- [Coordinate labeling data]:
··········

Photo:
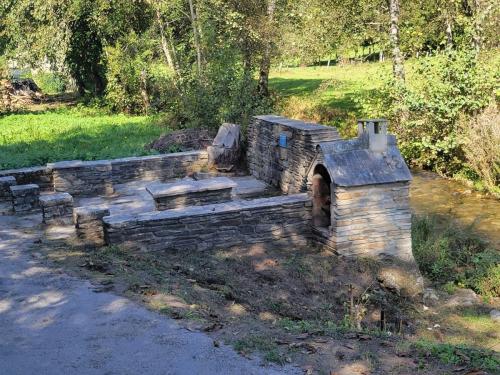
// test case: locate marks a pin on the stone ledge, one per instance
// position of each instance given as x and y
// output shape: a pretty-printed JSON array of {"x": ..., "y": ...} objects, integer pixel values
[
  {"x": 190, "y": 186},
  {"x": 57, "y": 199},
  {"x": 208, "y": 210},
  {"x": 89, "y": 214},
  {"x": 20, "y": 190}
]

··········

- [SET EXERCISE]: Put every line of the material above into a Markdown table with the columns "Row" and "Material line," numbering the rows and skipping blank lines. Leave the pictures out.

- [EXERCISE RESULT]:
| Row | Material line |
|---|---|
| 1 | Photo: |
| 2 | // test case: locate marks a pin on the stone ledge, one per instance |
| 3 | // position of each instance given as x and y |
| 4 | // output shape: a pretty-printed JSON array of {"x": ..., "y": ...} objects, integer pixel values |
| 5 | [ |
| 6 |   {"x": 190, "y": 186}, |
| 7 |   {"x": 57, "y": 199}, |
| 8 |   {"x": 208, "y": 210}, |
| 9 |   {"x": 89, "y": 214}, |
| 10 |   {"x": 20, "y": 190} |
| 11 | ] |